Point-per-instance localization data:
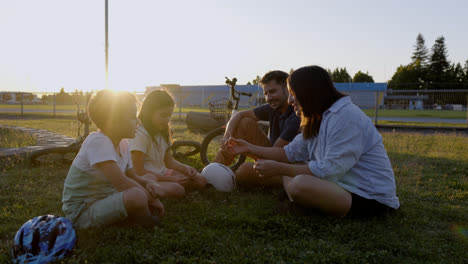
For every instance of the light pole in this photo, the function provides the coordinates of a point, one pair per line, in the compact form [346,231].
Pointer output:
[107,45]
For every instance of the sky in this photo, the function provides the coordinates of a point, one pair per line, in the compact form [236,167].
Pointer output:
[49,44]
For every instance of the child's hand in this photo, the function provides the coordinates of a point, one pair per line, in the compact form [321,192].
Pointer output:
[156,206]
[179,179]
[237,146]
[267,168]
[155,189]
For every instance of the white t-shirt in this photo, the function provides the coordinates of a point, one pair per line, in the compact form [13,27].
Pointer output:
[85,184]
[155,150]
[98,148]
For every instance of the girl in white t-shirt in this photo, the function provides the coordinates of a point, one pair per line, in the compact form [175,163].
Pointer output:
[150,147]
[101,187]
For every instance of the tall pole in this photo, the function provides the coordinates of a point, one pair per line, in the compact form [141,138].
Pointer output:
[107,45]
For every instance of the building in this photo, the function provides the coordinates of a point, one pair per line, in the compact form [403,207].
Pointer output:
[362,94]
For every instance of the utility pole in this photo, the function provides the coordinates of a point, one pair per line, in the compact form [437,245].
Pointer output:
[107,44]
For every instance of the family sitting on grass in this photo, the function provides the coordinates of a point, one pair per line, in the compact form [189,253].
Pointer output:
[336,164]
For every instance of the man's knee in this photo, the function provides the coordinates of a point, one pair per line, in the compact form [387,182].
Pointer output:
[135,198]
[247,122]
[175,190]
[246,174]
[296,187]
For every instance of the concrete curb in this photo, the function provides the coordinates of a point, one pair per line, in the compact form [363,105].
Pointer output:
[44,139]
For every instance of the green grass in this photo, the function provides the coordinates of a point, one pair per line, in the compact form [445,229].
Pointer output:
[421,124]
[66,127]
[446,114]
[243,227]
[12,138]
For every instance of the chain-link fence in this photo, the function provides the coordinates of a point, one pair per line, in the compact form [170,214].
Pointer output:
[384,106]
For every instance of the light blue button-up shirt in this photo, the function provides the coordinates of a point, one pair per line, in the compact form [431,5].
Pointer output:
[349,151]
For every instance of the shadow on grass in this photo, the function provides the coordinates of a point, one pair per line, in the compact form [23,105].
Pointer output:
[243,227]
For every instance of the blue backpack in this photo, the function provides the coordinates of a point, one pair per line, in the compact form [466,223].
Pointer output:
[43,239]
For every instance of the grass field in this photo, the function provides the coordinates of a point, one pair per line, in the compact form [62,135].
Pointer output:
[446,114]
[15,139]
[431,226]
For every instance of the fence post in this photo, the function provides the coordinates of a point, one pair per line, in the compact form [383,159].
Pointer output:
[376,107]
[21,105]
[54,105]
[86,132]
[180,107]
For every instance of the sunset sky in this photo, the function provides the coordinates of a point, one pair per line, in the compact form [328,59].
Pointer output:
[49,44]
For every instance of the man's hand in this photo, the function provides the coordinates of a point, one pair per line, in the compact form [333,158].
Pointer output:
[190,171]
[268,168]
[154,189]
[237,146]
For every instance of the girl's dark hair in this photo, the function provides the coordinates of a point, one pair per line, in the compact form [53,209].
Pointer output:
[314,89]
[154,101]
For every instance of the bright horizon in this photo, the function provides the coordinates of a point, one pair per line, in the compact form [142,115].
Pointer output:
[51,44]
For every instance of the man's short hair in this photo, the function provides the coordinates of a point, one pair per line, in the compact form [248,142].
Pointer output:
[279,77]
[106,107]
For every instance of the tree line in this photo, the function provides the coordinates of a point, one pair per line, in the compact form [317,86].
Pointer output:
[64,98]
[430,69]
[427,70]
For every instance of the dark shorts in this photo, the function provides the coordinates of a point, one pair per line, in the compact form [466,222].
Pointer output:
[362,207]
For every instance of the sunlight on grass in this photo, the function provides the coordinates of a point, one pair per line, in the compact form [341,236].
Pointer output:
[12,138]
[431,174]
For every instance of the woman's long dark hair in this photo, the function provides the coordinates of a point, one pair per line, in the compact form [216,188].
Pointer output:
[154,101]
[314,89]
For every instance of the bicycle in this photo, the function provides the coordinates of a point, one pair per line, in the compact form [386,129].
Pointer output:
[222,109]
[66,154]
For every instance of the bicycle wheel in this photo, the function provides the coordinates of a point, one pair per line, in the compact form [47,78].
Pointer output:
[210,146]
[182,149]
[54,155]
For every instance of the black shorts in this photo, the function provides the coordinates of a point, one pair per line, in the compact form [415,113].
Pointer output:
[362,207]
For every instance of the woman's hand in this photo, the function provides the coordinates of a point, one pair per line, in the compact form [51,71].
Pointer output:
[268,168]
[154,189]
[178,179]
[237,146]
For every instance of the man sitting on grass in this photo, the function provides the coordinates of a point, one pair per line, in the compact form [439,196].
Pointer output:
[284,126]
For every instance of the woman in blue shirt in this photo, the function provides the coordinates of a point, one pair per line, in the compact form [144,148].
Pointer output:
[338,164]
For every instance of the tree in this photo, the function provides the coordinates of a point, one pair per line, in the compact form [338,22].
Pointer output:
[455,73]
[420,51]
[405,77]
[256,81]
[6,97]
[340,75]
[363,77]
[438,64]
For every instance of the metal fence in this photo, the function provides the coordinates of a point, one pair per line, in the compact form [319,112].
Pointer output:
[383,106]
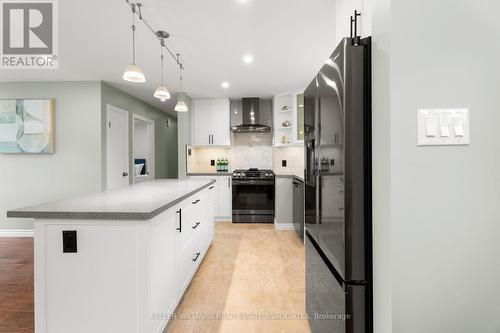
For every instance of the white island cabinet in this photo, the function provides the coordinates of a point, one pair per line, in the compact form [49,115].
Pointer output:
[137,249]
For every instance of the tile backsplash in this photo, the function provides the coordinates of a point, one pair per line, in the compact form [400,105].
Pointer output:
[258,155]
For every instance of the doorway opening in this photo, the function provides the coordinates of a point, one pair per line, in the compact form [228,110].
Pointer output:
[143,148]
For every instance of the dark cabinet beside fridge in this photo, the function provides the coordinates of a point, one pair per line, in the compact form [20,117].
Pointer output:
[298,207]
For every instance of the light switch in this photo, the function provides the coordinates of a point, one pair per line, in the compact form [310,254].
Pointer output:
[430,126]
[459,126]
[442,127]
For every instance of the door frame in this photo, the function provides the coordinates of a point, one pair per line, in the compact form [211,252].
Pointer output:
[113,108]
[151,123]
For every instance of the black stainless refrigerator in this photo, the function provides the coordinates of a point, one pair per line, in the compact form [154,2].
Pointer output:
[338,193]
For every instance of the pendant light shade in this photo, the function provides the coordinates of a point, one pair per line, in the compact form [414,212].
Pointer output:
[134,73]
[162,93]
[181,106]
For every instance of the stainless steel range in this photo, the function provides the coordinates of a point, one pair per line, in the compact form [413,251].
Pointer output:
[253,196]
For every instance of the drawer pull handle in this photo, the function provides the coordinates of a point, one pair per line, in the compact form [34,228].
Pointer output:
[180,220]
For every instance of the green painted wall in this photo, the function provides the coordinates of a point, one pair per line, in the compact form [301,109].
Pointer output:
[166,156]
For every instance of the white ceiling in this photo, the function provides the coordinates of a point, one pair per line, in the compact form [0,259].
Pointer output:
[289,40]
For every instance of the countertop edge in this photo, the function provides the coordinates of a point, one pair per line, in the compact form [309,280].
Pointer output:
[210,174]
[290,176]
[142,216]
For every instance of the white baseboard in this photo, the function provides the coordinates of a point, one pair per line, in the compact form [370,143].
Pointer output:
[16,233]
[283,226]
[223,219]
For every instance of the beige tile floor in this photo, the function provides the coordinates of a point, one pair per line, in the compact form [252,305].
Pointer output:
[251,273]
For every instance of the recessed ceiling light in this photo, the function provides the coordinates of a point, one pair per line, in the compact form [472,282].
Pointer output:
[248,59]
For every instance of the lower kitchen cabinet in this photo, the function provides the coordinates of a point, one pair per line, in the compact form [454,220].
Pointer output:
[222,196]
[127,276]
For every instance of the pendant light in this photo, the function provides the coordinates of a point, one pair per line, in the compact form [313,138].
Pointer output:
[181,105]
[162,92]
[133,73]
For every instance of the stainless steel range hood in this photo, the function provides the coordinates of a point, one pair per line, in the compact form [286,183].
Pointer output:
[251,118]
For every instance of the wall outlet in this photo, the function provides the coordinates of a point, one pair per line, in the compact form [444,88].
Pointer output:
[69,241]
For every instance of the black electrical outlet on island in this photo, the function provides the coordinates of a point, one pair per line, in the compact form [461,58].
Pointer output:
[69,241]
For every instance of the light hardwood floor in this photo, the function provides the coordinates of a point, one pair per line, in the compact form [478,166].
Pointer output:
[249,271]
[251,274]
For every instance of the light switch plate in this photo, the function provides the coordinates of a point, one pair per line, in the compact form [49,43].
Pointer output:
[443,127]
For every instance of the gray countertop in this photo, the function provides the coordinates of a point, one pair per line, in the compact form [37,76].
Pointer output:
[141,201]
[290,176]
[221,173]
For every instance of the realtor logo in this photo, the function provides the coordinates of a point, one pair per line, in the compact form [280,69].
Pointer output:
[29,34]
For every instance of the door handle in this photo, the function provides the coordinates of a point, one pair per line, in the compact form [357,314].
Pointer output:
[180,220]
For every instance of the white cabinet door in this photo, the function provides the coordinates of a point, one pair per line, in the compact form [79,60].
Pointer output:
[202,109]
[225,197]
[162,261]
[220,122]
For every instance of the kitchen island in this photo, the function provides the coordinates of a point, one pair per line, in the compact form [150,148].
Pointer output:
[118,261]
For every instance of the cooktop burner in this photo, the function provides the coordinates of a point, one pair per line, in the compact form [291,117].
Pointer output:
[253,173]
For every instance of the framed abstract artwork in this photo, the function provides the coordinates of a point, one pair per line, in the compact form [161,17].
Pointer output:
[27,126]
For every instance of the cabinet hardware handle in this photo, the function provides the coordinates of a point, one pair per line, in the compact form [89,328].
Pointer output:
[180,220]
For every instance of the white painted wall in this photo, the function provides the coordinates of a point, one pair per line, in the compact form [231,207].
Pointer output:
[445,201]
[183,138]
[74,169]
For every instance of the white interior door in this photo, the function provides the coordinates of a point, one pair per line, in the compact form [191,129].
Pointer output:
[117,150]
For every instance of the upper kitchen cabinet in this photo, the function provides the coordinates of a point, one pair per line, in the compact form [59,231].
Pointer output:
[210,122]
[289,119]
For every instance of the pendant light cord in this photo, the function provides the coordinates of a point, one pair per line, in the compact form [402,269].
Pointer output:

* [Work instruction]: Scan the records above for the word "tree". Copy each line that has it.

* [Written solution]:
For every instance of the tree line in this photo, the function provides the coordinates of a point, one pair per line, in the compact form [317,86].
For every instance of the tree in this photo, the function provides the coordinates of a point, one pair per line, in the compact form [338,22].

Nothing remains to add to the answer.